PROMPT. Edit the lines below by changing every "large green leaf" to "broad green leaf", and keep everything else the same.

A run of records
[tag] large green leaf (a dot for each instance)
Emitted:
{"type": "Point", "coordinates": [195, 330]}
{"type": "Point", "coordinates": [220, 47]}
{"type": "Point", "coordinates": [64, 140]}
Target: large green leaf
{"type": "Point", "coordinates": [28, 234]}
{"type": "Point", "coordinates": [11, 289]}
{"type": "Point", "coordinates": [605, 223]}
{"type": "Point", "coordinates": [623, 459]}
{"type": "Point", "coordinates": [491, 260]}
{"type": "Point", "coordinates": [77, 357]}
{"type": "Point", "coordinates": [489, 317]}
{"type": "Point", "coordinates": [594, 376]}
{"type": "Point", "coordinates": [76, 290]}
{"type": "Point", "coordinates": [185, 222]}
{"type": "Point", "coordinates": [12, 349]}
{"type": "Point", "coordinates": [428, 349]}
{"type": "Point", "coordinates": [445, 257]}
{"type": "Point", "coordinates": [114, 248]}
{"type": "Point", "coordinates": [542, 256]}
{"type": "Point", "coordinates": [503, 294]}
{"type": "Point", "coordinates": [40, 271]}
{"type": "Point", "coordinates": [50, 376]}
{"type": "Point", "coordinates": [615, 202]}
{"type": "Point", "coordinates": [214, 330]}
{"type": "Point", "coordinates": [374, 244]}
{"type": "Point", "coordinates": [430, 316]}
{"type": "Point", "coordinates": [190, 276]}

FINAL RESULT.
[tag] broad green leaf (a dot for each instance)
Emitted:
{"type": "Point", "coordinates": [195, 330]}
{"type": "Point", "coordinates": [220, 47]}
{"type": "Point", "coordinates": [64, 140]}
Target: broad green leaf
{"type": "Point", "coordinates": [28, 234]}
{"type": "Point", "coordinates": [11, 289]}
{"type": "Point", "coordinates": [605, 223]}
{"type": "Point", "coordinates": [623, 459]}
{"type": "Point", "coordinates": [491, 260]}
{"type": "Point", "coordinates": [77, 357]}
{"type": "Point", "coordinates": [489, 317]}
{"type": "Point", "coordinates": [594, 376]}
{"type": "Point", "coordinates": [76, 290]}
{"type": "Point", "coordinates": [185, 222]}
{"type": "Point", "coordinates": [12, 349]}
{"type": "Point", "coordinates": [428, 349]}
{"type": "Point", "coordinates": [445, 257]}
{"type": "Point", "coordinates": [114, 248]}
{"type": "Point", "coordinates": [542, 256]}
{"type": "Point", "coordinates": [503, 294]}
{"type": "Point", "coordinates": [40, 271]}
{"type": "Point", "coordinates": [50, 376]}
{"type": "Point", "coordinates": [615, 202]}
{"type": "Point", "coordinates": [214, 330]}
{"type": "Point", "coordinates": [374, 244]}
{"type": "Point", "coordinates": [430, 316]}
{"type": "Point", "coordinates": [190, 276]}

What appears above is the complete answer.